**BAGIAN LATIHAN:**
a) Menurut teks tentang Kartu Prakerja, apa tujuan program jeda kerja tiga tahun yang diperjuangkan Partai Buruh Selandia Baru? Jawab dalam satu sampai tiga kalimat.
b) Tolong jawab pertanyaan berikut berdasarkan teks tentang Kartu Prakerja.
(i) Berapa usia minimal warga yang boleh mendaftar Kartu Prakerja?
(ii) Pada tahun berapa Jacinda Ardern memenangkan pemilihan Perdana Menteri?
(iii) Berapa lama jeda kerja untuk pendidikan lanjut yang diperjuangkan Partai Buruh Selandia Baru?
c) Lanjutkan teks tentang Kartu Prakerja mulai dari kalimat terakhirnya.
:: TEKS YANG DITAMPILKAN
“Kartu Prakerja tidak hanya untuk mereka yang sedang mencari pekerjaan, namun juga buruh, karyawan dan pegawai. Pendeknya, semua warga bangsa yang berusia 18 tahun ke atas dan tidak sedang sekolah atau kuliah, boleh mendaftar.”
Baca juga: "Anehnya Pernyataan Stafsus Menteri BUMN tentang Mafia Pemaksa Impor"
Ini mirip program yang diperjuangkan Partai Buruh Selandia Baru sejak sebelum Jacinda Ardern memenangkan pemilihan Perdana Menteri pada 2017 silam.
Saat itu, saya baca dalam newsletter milik salah seorang anggota DPR dari Partai Buruh--salah satu dapil di Wellington||, partai itu memperjuangkan hak setiap buruh untuk mendapatkan jeda kerja selama 3 tahun guna menempuh pendidikan lanjut.
Buruh boleh mengikuti program dan jenis pendidikan apapun, mulai dari kursus profesional, pendidikan vokasi, hingga studi doktoral. Semuanya dibiayai penuh oleh negara, termasuk kompensasi upahnya.
Tujuan program tersebut adalah peningkatan daya saing kelas pekerja Selandia Baru di era globalisasi terkini dengan revolusi industri 4.0-nya.
Seperti ini pula kesan Program Kartu Prakerja jika mengikuti rumusan indah di websitenya. Jauh lebih maju dibandingkan program-program unemployment benefit negara-negara Eropa.
Tetapi sudah lazim di Indonesia, lain yang tertulis, lain tetek bengek persyaratan yang berlaku dalam kenyataan.
::::
:: MATERI YANG DITAMPILKAN
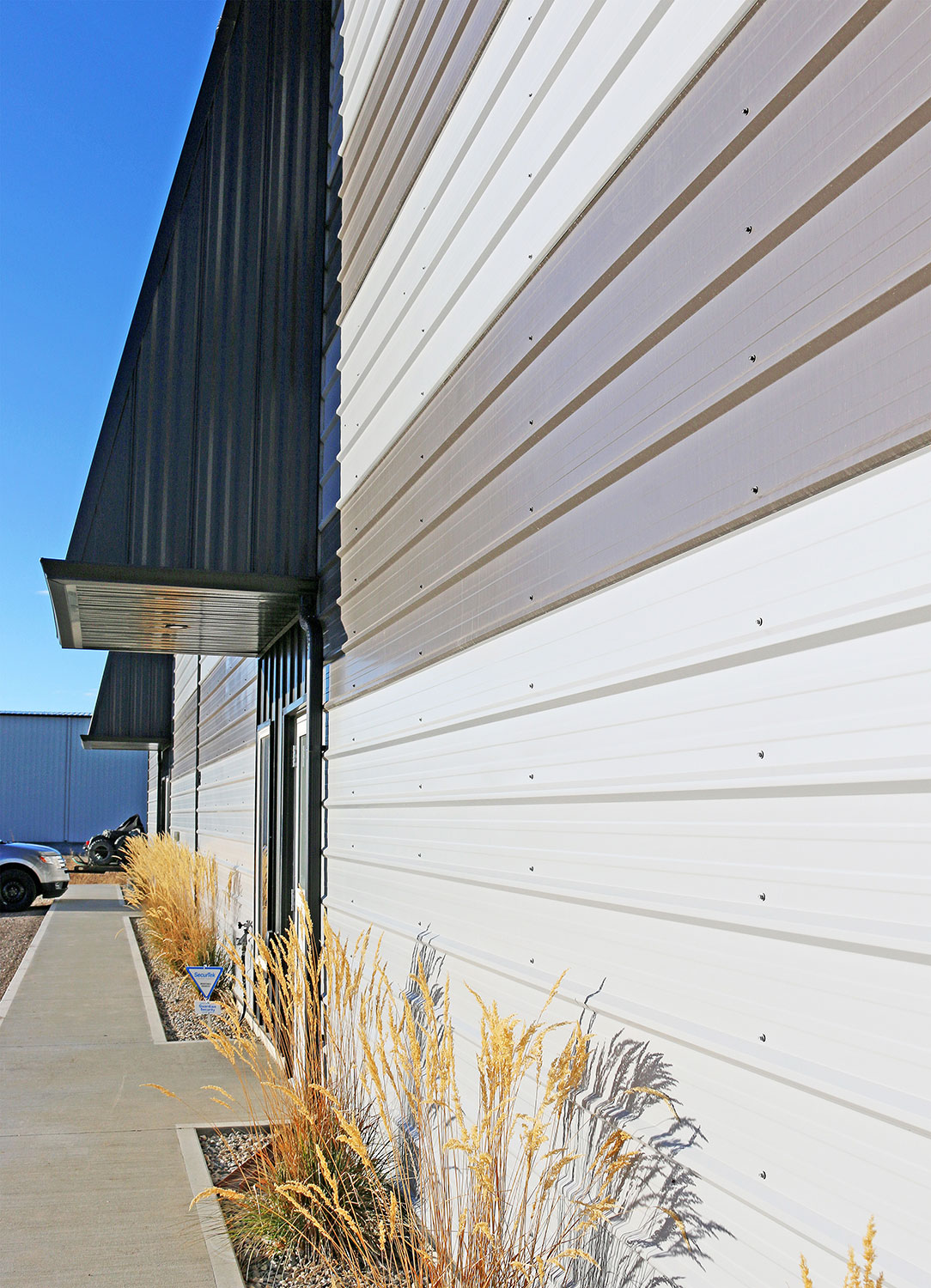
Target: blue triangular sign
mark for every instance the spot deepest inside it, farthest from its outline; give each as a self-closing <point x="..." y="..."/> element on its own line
<point x="205" y="978"/>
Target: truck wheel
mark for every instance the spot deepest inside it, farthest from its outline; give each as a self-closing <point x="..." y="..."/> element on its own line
<point x="100" y="853"/>
<point x="17" y="890"/>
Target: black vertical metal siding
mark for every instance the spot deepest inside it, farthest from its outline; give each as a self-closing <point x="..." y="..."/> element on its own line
<point x="134" y="701"/>
<point x="208" y="455"/>
<point x="329" y="514"/>
<point x="283" y="674"/>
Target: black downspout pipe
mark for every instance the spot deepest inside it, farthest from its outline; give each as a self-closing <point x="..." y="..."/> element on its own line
<point x="313" y="687"/>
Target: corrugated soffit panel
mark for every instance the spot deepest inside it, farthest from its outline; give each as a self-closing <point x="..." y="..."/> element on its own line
<point x="750" y="329"/>
<point x="198" y="471"/>
<point x="704" y="793"/>
<point x="105" y="787"/>
<point x="551" y="110"/>
<point x="366" y="26"/>
<point x="133" y="708"/>
<point x="424" y="67"/>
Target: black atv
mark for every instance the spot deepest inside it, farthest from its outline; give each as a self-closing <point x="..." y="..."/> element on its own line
<point x="106" y="852"/>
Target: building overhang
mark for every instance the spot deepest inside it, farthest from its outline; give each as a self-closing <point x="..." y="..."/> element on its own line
<point x="133" y="708"/>
<point x="170" y="611"/>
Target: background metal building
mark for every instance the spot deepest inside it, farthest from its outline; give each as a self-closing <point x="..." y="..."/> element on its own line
<point x="56" y="791"/>
<point x="608" y="471"/>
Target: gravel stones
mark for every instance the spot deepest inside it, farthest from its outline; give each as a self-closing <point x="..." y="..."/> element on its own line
<point x="175" y="996"/>
<point x="15" y="935"/>
<point x="231" y="1148"/>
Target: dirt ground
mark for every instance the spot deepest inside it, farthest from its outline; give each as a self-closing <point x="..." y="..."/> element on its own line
<point x="15" y="935"/>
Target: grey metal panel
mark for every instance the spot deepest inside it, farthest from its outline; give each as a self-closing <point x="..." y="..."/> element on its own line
<point x="200" y="466"/>
<point x="133" y="705"/>
<point x="149" y="611"/>
<point x="54" y="791"/>
<point x="684" y="362"/>
<point x="422" y="72"/>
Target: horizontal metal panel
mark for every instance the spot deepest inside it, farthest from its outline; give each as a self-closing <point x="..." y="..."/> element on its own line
<point x="366" y="27"/>
<point x="152" y="795"/>
<point x="133" y="705"/>
<point x="550" y="111"/>
<point x="422" y="72"/>
<point x="185" y="809"/>
<point x="228" y="706"/>
<point x="226" y="829"/>
<point x="704" y="793"/>
<point x="678" y="383"/>
<point x="111" y="605"/>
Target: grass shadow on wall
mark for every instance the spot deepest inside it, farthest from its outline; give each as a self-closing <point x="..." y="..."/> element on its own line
<point x="627" y="1087"/>
<point x="660" y="1210"/>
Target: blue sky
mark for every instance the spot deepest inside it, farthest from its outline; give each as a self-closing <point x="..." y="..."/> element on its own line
<point x="95" y="97"/>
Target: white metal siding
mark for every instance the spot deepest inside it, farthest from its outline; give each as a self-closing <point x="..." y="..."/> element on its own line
<point x="185" y="768"/>
<point x="552" y="107"/>
<point x="226" y="796"/>
<point x="587" y="791"/>
<point x="152" y="796"/>
<point x="365" y="30"/>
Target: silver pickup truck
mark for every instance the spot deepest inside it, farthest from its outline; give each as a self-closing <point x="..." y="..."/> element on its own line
<point x="27" y="872"/>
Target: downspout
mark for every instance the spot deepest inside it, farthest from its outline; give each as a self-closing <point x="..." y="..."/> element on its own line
<point x="313" y="687"/>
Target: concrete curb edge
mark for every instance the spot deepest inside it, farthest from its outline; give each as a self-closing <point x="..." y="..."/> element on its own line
<point x="155" y="1020"/>
<point x="7" y="999"/>
<point x="223" y="1260"/>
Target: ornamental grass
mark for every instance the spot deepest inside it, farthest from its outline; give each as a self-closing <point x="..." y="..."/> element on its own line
<point x="180" y="901"/>
<point x="856" y="1275"/>
<point x="375" y="1158"/>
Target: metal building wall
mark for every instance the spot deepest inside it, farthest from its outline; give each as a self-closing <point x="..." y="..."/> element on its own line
<point x="213" y="775"/>
<point x="185" y="746"/>
<point x="226" y="796"/>
<point x="52" y="790"/>
<point x="637" y="629"/>
<point x="329" y="491"/>
<point x="152" y="793"/>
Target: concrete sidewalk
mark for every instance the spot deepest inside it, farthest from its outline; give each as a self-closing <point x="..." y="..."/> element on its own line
<point x="93" y="1187"/>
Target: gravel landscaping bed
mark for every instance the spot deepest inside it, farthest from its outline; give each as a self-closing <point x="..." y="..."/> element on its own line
<point x="228" y="1149"/>
<point x="174" y="997"/>
<point x="15" y="935"/>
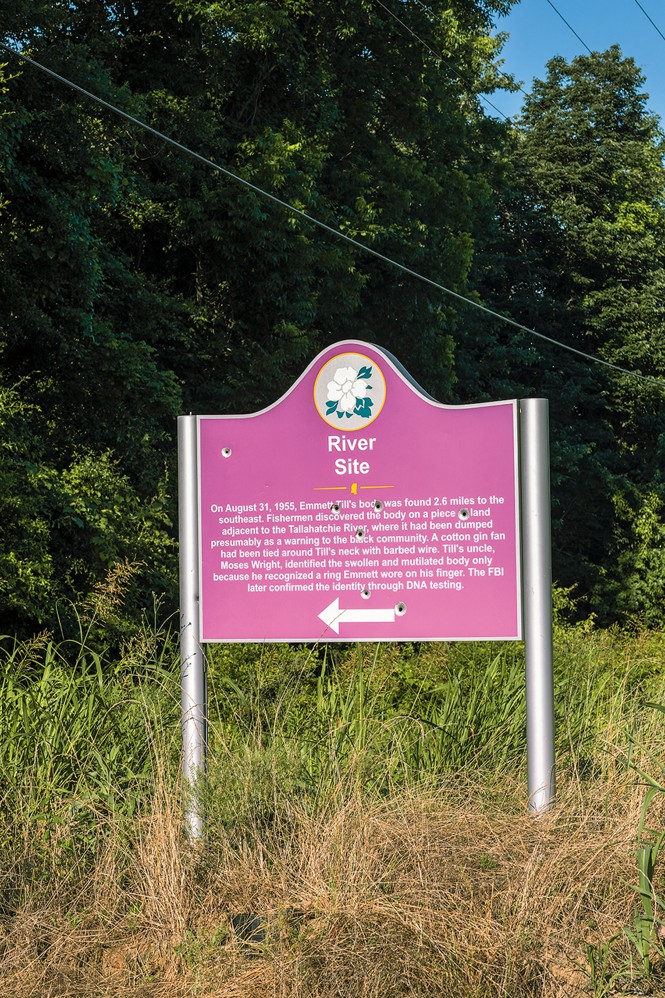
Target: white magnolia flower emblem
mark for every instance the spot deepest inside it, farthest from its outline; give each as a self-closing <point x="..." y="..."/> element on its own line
<point x="346" y="388"/>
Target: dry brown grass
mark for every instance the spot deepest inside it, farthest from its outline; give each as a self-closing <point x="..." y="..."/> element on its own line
<point x="441" y="891"/>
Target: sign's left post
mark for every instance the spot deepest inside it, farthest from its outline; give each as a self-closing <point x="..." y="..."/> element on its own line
<point x="192" y="657"/>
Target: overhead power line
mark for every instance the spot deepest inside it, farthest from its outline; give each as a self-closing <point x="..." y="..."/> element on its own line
<point x="569" y="26"/>
<point x="439" y="55"/>
<point x="323" y="225"/>
<point x="650" y="20"/>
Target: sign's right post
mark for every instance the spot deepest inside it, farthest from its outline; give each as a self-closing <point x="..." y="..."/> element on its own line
<point x="537" y="597"/>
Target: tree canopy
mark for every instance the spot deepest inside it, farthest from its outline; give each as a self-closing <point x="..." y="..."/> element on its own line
<point x="140" y="283"/>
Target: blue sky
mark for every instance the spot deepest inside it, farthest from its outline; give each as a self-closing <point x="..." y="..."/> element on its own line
<point x="537" y="33"/>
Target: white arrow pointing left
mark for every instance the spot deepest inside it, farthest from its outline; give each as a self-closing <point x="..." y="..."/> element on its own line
<point x="332" y="616"/>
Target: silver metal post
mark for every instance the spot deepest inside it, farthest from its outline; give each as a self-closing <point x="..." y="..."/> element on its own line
<point x="192" y="658"/>
<point x="537" y="588"/>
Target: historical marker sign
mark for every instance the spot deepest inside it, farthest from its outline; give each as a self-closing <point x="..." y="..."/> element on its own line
<point x="358" y="508"/>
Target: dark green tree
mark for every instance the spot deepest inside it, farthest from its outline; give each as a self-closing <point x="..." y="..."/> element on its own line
<point x="139" y="282"/>
<point x="577" y="252"/>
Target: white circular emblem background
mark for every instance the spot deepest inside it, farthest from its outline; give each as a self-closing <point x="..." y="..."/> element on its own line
<point x="349" y="391"/>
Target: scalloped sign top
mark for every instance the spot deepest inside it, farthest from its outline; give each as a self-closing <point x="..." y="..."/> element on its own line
<point x="357" y="508"/>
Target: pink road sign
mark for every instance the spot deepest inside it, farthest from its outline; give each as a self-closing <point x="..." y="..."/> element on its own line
<point x="356" y="508"/>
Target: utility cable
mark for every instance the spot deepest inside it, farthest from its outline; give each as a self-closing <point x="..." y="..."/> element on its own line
<point x="323" y="225"/>
<point x="651" y="21"/>
<point x="439" y="56"/>
<point x="569" y="26"/>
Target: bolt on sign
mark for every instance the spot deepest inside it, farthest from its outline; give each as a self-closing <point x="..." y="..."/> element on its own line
<point x="357" y="508"/>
::::
**JAWABAN PER BUTIR:**
a) Program itu bertujuan meningkatkan daya saing kelas pekerja Selandia Baru di era globalisasi terkini dengan revolusi industri 4.0-nya.

b)
(i) 18 tahun ke atas.
(ii) 2017.
(iii) 3 tahun.

c)
Dengan alasan pandemi Covid-19, pemerintah memprioritaskan program ini bagi calon pekerja kalangan milenial dan buruh korban PHK. Khusus untuk korban PHK, saat ini pemerintah sedang mengumpulkan data dari Kementerian Tenaga Kerja.[1]
Lihatlah! Para pekerja non-permanen sama sekali tidak dipedulikan.
Bagi pekerja nonpermanen—di Indonesia disebut buruh kontrak. Untuk buruh kerah putih sering diselubungi istilah manis, konsultan—problemnya bukan PHK melainkan setelah kontrak kerja yang lama habis masa berlakunya, kontrak baru tidak tersedia, baik di tempat kerja yang sama, atau peluang kerja baru di tempat lain. Oleh pandemi Covid-19, pabrik-pabrik dan lembaga-lembaga gulung tikar atau berhenti beroperasi untuk sementara waktu atau menunda sejumlah pekerjaan.
Tetapi program Kartu Prakerja sama sekali tidak menyasar pekerja nonpermanen dengan kesulitan yang khas ini. Persepsi para pembuat kebijakan hanya berkutat buruh permanen yang kena PHK, bertolak belakang dengan fundamental RUU Cipta Kerja.